- Dataset items
########

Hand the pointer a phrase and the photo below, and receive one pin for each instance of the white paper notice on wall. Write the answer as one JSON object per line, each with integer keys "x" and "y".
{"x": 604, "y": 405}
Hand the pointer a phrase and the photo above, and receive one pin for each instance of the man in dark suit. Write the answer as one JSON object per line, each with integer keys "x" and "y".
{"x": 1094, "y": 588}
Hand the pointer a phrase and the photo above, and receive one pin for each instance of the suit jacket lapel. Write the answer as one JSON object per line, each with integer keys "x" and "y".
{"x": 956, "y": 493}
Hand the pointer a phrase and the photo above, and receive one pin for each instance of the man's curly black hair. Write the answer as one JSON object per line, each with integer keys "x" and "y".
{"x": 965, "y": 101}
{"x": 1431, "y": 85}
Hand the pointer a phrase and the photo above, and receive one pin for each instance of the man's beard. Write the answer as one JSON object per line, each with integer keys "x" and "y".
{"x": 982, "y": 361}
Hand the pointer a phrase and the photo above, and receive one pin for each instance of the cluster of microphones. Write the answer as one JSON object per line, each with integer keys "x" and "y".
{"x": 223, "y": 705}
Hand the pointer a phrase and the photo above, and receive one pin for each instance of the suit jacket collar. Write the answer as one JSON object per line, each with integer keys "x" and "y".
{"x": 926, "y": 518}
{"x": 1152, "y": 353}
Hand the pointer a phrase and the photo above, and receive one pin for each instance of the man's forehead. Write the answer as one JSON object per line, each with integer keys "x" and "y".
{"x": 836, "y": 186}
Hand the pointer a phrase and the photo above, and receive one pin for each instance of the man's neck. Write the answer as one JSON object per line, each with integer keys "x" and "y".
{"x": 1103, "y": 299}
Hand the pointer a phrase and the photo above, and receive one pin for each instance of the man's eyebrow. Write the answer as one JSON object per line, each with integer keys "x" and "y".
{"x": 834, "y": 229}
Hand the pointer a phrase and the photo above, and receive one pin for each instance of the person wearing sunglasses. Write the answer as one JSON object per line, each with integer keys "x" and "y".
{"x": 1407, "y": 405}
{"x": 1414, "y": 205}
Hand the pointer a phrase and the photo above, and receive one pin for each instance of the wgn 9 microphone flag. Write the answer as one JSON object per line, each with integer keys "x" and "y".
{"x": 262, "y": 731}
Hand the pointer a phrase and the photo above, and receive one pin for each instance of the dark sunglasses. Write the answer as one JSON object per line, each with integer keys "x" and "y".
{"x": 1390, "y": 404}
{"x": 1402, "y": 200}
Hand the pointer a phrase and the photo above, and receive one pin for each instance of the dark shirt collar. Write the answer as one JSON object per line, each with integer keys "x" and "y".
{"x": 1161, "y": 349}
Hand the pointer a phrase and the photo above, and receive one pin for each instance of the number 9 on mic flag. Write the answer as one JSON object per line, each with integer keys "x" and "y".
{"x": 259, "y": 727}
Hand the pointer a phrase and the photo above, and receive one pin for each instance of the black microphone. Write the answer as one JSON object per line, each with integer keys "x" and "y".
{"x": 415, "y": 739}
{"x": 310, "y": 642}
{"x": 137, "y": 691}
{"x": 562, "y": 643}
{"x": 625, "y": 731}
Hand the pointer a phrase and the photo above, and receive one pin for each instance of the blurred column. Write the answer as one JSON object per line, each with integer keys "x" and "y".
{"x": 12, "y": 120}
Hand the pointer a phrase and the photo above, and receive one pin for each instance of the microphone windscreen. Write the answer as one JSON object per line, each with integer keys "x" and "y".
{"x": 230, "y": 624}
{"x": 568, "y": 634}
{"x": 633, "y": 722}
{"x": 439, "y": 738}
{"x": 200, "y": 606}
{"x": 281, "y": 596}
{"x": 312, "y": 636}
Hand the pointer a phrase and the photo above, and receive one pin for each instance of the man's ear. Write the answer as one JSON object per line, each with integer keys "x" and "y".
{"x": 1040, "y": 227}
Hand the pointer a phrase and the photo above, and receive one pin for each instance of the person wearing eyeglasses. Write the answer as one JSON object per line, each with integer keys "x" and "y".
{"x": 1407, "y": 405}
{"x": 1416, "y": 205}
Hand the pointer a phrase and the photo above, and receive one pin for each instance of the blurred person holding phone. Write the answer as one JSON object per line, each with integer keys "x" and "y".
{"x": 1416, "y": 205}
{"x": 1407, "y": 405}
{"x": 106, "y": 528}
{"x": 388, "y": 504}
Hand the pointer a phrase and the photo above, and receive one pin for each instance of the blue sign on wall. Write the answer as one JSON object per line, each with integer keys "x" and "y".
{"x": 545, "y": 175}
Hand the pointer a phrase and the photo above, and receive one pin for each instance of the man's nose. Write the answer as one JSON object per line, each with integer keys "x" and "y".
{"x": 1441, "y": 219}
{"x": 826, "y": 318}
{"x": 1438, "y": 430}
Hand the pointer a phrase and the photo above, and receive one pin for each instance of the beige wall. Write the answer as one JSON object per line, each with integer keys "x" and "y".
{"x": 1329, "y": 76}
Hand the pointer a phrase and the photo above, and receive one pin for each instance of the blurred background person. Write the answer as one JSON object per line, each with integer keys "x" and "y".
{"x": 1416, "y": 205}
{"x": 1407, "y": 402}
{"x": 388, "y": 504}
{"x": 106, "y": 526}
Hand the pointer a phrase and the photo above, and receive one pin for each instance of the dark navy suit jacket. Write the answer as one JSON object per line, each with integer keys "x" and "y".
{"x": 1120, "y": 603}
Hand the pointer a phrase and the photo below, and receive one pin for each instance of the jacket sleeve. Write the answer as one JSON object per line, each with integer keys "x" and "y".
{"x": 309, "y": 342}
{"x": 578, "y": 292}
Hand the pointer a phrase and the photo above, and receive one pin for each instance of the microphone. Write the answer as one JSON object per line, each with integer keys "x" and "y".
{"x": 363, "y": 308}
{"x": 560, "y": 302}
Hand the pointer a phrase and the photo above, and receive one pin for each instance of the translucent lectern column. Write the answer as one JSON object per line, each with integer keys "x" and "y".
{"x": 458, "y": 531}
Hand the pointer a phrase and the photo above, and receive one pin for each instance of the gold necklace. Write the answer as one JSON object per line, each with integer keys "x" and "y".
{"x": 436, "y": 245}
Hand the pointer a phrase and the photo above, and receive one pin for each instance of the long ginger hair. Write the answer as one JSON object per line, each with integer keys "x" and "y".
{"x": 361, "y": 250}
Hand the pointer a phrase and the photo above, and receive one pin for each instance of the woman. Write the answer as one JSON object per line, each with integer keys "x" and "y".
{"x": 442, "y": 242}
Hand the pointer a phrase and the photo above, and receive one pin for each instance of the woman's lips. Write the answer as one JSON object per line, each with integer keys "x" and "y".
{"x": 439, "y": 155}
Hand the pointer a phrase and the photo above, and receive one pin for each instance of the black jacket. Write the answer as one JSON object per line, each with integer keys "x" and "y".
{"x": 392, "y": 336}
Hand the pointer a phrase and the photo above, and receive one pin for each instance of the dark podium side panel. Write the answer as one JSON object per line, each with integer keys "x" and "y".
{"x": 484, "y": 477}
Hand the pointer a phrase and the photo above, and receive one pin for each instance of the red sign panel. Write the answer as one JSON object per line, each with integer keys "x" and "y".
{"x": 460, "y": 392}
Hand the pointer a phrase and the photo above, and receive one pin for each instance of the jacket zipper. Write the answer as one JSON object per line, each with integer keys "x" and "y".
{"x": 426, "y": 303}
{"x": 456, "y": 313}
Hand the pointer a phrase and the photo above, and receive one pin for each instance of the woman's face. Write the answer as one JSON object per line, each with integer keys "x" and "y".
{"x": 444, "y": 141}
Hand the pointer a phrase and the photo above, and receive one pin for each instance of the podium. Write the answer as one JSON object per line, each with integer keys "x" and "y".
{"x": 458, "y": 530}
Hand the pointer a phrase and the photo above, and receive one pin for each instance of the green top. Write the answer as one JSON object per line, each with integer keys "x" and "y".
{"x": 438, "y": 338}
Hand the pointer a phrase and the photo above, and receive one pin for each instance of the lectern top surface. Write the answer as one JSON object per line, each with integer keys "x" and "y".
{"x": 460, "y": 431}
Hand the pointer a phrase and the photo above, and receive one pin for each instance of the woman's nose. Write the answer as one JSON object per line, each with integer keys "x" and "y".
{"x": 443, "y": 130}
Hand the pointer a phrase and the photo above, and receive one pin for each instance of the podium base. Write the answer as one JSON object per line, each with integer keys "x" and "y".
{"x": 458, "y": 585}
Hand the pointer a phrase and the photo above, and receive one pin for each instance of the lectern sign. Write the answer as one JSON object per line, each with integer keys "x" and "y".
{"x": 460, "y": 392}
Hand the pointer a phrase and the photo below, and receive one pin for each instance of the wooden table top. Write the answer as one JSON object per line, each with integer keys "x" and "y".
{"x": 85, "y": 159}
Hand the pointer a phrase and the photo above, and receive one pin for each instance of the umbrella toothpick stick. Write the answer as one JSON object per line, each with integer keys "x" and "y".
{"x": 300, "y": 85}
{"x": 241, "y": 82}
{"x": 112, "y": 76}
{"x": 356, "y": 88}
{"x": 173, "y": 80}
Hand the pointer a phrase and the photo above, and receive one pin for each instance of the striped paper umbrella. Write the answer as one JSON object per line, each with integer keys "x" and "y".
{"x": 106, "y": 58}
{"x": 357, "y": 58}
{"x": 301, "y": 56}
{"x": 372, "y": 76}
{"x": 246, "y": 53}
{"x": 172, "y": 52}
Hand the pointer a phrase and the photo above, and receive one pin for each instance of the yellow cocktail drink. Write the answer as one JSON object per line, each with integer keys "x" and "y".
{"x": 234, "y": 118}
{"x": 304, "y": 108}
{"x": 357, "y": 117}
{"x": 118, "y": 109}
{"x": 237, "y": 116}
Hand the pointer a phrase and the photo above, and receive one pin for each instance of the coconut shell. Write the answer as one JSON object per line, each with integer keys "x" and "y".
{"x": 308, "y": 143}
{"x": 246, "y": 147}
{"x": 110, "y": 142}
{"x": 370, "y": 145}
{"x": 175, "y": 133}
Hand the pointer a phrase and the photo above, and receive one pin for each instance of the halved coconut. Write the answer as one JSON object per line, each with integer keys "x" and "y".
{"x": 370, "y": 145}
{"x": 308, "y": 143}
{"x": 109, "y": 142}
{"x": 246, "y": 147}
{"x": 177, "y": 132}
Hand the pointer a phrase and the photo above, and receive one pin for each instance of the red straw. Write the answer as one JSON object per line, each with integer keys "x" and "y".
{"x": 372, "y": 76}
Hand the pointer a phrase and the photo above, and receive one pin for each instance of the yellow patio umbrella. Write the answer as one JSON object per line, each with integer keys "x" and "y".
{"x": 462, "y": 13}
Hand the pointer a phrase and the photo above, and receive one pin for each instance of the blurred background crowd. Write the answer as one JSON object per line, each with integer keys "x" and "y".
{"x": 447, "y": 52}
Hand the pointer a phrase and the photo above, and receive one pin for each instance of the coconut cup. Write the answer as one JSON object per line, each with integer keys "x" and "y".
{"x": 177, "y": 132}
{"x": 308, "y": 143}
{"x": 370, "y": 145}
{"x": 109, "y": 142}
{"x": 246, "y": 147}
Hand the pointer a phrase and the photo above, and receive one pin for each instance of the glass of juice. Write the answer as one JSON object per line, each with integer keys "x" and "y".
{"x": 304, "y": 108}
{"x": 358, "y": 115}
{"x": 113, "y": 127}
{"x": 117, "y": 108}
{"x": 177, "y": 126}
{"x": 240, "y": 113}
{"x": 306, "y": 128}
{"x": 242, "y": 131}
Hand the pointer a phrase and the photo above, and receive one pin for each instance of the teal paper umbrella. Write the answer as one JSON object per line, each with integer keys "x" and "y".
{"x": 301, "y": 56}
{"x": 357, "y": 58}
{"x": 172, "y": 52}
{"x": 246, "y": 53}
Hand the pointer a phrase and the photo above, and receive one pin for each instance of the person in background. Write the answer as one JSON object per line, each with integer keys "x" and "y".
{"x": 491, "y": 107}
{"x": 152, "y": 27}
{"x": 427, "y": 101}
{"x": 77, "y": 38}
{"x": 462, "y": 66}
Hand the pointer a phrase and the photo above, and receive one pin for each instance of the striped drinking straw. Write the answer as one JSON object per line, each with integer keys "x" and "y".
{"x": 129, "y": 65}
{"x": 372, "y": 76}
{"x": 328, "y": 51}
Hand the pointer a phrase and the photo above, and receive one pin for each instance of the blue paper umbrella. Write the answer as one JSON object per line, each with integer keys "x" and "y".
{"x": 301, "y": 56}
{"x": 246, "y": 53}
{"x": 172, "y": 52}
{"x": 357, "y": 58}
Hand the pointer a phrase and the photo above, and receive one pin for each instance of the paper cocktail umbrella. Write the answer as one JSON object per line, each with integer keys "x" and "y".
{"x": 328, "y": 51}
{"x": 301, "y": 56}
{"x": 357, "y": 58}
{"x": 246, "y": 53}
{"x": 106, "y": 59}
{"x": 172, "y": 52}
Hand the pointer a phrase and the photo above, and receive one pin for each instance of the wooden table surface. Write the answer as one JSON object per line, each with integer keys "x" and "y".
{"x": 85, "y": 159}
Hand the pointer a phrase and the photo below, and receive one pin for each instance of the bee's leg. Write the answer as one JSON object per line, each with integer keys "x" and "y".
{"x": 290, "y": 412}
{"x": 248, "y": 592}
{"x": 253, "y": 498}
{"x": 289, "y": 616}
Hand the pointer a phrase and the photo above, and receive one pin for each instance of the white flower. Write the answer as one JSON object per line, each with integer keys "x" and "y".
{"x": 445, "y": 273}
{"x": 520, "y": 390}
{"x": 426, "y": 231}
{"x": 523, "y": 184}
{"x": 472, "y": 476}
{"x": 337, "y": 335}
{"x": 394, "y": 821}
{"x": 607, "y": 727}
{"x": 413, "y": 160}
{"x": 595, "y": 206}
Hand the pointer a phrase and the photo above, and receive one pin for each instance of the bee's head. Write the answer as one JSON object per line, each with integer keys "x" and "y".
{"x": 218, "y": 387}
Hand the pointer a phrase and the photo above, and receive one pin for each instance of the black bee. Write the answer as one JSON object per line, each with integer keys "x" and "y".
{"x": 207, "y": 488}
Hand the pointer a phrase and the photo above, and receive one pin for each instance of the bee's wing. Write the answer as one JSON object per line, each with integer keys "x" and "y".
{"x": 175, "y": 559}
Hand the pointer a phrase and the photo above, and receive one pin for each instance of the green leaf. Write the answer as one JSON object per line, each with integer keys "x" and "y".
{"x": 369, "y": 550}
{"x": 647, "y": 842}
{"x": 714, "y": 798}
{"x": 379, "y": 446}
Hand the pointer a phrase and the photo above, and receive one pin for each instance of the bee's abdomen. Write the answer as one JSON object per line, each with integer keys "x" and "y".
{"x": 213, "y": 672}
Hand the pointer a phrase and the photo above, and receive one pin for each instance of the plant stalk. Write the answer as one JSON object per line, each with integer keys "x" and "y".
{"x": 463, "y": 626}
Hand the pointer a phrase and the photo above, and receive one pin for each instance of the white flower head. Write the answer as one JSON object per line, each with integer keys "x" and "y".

########

- YOUR OBJECTIVE
Every line from the one that contains "the green leaf." down to and including the last line of the records above must be set down exactly, with nothing else.

- OUTPUT OF THE TASK
Hand the pointer a phrase and the photo above, and receive one pin for each instance of the green leaf. Write the answer as one JSON object per line, each with integer keys "x" and "y".
{"x": 369, "y": 550}
{"x": 647, "y": 842}
{"x": 714, "y": 798}
{"x": 379, "y": 446}
Hand the pointer a phrase and the photo above, and receive one pin for each instance of the bee's abdomen. Write the answer as one JSON object per line, each with integer keys "x" and "y".
{"x": 213, "y": 672}
Hand the pointer a phrase and the photo above, and receive one pin for each instance of the plant stalk. Write the answer as one JSON object per line, each with integer keys "x" and "y".
{"x": 463, "y": 626}
Hand the pointer a phrase and the photo above, and receive one pin for each instance of the white flower head. Write the answer as one JSON object per line, each with integer keys "x" and "y".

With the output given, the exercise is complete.